(Data items)
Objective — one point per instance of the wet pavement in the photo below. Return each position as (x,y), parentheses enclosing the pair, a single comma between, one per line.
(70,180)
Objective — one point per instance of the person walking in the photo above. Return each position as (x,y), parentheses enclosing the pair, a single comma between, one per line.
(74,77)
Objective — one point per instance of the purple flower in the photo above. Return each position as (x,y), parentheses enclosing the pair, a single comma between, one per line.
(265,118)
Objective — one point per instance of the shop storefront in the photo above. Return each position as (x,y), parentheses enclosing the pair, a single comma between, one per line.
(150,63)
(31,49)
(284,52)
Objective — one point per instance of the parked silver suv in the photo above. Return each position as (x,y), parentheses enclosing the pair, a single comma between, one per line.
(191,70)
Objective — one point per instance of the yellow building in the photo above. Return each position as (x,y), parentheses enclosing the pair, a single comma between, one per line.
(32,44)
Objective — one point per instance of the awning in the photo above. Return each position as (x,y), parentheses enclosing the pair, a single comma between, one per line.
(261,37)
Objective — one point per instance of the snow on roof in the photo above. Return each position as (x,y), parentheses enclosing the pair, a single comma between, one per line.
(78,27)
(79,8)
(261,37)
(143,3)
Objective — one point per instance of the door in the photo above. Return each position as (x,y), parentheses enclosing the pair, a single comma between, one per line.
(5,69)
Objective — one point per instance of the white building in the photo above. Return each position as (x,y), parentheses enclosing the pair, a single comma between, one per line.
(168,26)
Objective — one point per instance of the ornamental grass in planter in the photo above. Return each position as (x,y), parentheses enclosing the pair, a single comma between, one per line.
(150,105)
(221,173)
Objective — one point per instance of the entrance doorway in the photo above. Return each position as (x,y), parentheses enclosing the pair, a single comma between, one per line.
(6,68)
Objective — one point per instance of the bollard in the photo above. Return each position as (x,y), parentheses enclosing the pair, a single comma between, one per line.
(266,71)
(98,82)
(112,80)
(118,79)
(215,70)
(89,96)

Work to do:
All of the data must be returned exactly.

Result below:
Objective — one point per instance of the wet pavement in the photo below. Return each position as (x,y), parentheses enclosing the pair, a single comma between, one per line.
(70,180)
Objective — one point per instance of the person walking in the photo above. Return each position as (x,y), parentheses enclosing the pair, a single comma between, one per line.
(74,77)
Objective — one point per instance of the purple flower in the photo above. Return each position as (x,y), parentheses enclosing the pair, a single comma between, one per line.
(265,118)
Objective — one point per instance of the shop storefront in the photo above. Return each position as (x,y), parentheses enclosing the pair, a single comma between, one per line.
(150,63)
(31,49)
(284,52)
Objective — one point per instance of the parked silver suv in the photo above. Return each position as (x,y), parentheses enclosing the pair, a single comma between, one per line.
(191,70)
Objective — one point per instance of the yellow building in the photo above. Return each position as (x,y), parentheses enclosing the pair, a single comma between, one per line.
(32,44)
Objective — one point per instance of the awning in the photo above. Return each position as (x,y), parentheses enclosing the pair, a single comma between, one per line.
(261,37)
Objective — one point per instance of the snow on roof in the photo above. Return each position as (x,y), parentheses enclosing the pair, a single comma between, one per line.
(78,27)
(79,8)
(261,37)
(143,3)
Objective — one point per instance of the door in the photo above. Return each position as (x,y), parentheses enclosing the pair, a single comma between, one per line.
(5,69)
Objective — one point per instance of the white building in the photo above. Return each position as (x,y), parentheses enclosing the pair, a single comma between, one per line.
(168,26)
Objective — one point per instance of the ornamental grass in planter in the photo above. Return each position as (x,y), parentheses enclosing the pair, a single comma between, one per line.
(150,105)
(221,173)
Objective — one point per instance of the entrance doorway in the photo above. Return each position as (x,y), parentheses enclosing the pair, a single comma between, one per line.
(6,68)
Objective — one point per instance of the bollard in the photo above. Return each position as (x,y), parentheses enclosing the pair, a single comma between, one per line.
(266,71)
(98,82)
(112,80)
(118,79)
(215,70)
(89,96)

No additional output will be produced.